As MOE vêm se organizando desde a década de 1960 em um conceito bastante indefinido com um caráter simbólico, iniciando-se em 1962 com a participação de três delegados da OEA nas eleições da Costa Rica[1]. Nos anos 1990 o esforço robusteceu-se e o papel das MOE é de institucionalizar e criar standards para a atuação dos órgãos eleitorais nacionais. A criação desses parâmetros e a obediência jurisprudência sobre os direitos políticos do sistema interamericano são elementos de reforço da credibilidade dos organismos eleitorais, em um contexto de intensa hostilidade dos poderes políticos à independência desses órgãos.

A Carta Democrática Interamericana tem um capítulo próprio sobre a democracia e as missões de observação eleitoral. Os países integrantes da OEA e da ONU tem a obrigação internacional de organização, realização e garantia de processos eleitorais livres e justos.

A OEA dispõe de um manual das observações eleitorais e sua metodologia, desde um conceito de eleições democráticas até as perguntas específicas que devem ser respondidas pelos observadores para avaliação.

No Brasil, o cenário normativo é favorável à atuação internacional. A CF de 1988 possui uma inequívoca abertura para o cenário internacional, seja pelas propostas de fundo como a dignidade da pessoa humana na qualidade de fundamento da República ou pela generosa cláusula de recepção dos tratados internacionais de direitos humanos (art. 5º, § §3º).

Apesar do rico arcabouço normativo a jurisprudência nacional e as Cortes continuam a olvidar os entrelaçamentos transconstitucionais e os ricos diálogos com essas fontes externas.

Na mesma medida, o Brasil não tem uma larga tradição do uso de MOE para o aprimoramento de seus processos internos.

Desde a CF/88, a abertura nacional do Brasil para o tema do Sistema Internacional de Proteção aos Direitos Humanos, caminha a passos lentos. O tratamento dado para as MOE ou ausência da incidência jurisprudencial dos tratados internacionais mostra a dificuldade do país em inserir-se nesse esforço transnacional.

É como se a ruptura do paradigma de uma soberania alargada, com a submissão integral do súdito ao regramento doméstico, em matéria de direitos humanos, não tivesse ocorrido em 1945 com a criação da ONU e inexistisse uma aspiração internacional de proteção aos direitos humanos, como bem dispõe Melina Fachin[2]:

É essa ordem de ideias que fornece o embasamento para a consolidação de um sistema normativo internacional de proteção dos direitos humanos que congrega, ao lado (e também em limitação) das ordens estatais soberanas, obrigações internacionais devidas ao respeito, à proteção e à realização dos direitos humanos.

+ + + + + + +

Instruções das tarefas —
(a) Reproduza o trecho do texto sobre as missões de observação eleitoral de "Apesar do rico" a "essas fontes externas.".
(b) Dê sequência ao texto sobre as missões de observação eleitoral a partir da última frase apresentada.

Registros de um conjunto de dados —
+ + + + + + +

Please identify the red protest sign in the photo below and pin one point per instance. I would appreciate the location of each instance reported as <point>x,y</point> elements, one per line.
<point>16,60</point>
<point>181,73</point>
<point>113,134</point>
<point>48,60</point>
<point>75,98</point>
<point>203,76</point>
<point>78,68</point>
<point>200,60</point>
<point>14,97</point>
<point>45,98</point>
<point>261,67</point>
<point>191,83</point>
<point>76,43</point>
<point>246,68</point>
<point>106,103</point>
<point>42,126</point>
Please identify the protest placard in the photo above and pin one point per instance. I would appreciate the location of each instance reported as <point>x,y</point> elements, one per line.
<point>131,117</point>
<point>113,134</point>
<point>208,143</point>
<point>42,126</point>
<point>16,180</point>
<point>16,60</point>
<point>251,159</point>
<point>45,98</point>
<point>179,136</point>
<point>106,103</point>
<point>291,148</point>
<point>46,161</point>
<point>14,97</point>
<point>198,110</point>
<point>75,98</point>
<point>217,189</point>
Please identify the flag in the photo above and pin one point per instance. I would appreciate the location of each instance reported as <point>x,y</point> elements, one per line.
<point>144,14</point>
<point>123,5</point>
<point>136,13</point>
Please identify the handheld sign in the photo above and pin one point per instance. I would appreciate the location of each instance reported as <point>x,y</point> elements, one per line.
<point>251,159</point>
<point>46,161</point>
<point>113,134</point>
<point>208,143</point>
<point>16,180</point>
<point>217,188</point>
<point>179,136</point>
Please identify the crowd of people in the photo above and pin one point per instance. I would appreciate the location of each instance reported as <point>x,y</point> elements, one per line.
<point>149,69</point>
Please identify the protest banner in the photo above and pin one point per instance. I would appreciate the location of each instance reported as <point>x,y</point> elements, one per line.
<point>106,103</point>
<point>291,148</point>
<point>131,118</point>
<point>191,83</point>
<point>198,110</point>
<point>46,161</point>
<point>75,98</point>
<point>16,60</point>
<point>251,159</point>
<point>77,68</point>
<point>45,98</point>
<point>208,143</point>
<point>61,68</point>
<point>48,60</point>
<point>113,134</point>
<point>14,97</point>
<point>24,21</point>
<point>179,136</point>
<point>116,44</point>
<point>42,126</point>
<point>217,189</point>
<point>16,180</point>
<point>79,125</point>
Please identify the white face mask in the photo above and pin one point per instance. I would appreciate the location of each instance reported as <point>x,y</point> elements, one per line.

+ + + + + + +

Respostas por tarefa —
(a)
Apesar do rico arcabouço normativo a jurisprudência nacional e as Cortes continuam a olvidar os entrelaçamentos transconstitucionais e os ricos diálogos com essas fontes externas.

(b)
A riqueza desse cenário é solenemente ignorada e repelida pela jurisprudência das Cortes Eleitorais como se o Brasil não fosse parte da Convenção Americana Sobre Direitos Humanos, submetendo-se inclusive à cláusula facultativa de jurisdição e à jurisprudência vinculante da Corte Interamericana. Mesmo em sendo o Brasil reiteradamente condenado pela Corte Interamericana de Direitos Humanos pelo desrespeito a esse ordenamento jurídico internacional[3], esse bloco de convencionalidade, o avanço é tímido e não seria exagero afirmar o solipsismo da jurisprudência nacional sobre o tema do direito internacional dos direitos humanos, em especial, a incidência normativa dos tratados internacionais sobre o direito eleitoral[4].

É de se ressaltar a existência de recomendação do CNJ para a observância dos tratados e convenções internacionais de direitos humanos e o uso da jurisprudência da Corte Interamericana de Direitos Humanos[5]. Na mesma direção é o enunciado 5 do TSE sobre o mesmo tema.

Situação atual da observação eleitoral no Brasil
A indiferença ao cenário internacional é sentida também no tema das MOE.

A abertura dos países ao aparato internacional de proteção significa a compreensão da diminuição do conceito de uma soberania alargada no paradigma anterior à Segunda Guerra. O contemporâneo direito de ingerência dos organismos supraestatais nos casos de violações reiteradas aos direitos humanos não se coaduna com o isolamento. Um certo alheamento do Brasil à essa concepção explica muito a incapacidade e desinteresse do país nas MOE, sendo ainda percebida a participação do estrangeiro com alguma desconfiança.

A qualidade da Justiça Eleitoral brasileira, capaz de levar o direito ao voto aos mais afastados rincões do país, na forma eletrônica, há mais de 25 anos, sem qualquer alegação séria de fraude, com resultados rápidos e com integridade, decerto, pode também ter apontado para a inutilidade das MOE.

Todavia, desde o início do governo Bolsonaro, a Justiça Eleitoral e seu processo de apuração estiveram sob intenso ataque. A integridade da urna eletrônica, a independência dos juízes do STF e TSE e a correção do processo eleitoral tem dominado o debate político nos últimos anos.

As MOE se tornam uma realidade, a partir da necessidade de dar uma resposta à inclemente campanha contra as urnas eletrônicas e à própria idoneidade das Cortes Superiores, geradas pelo Presidente da República e seus correligionários. As MOE no Brasil surgem mais devido à desconfiança do processo eleitoral e menos à necessidade da obediência a standards de integridade. Uma certa hybris brasileira sobre seu sistema eleitoral, modelo de integridade e autenticidade[6], dá espaço à necessidade pragmática de responder aos críticos por meio da abertura internacional do seu processo eleitoral.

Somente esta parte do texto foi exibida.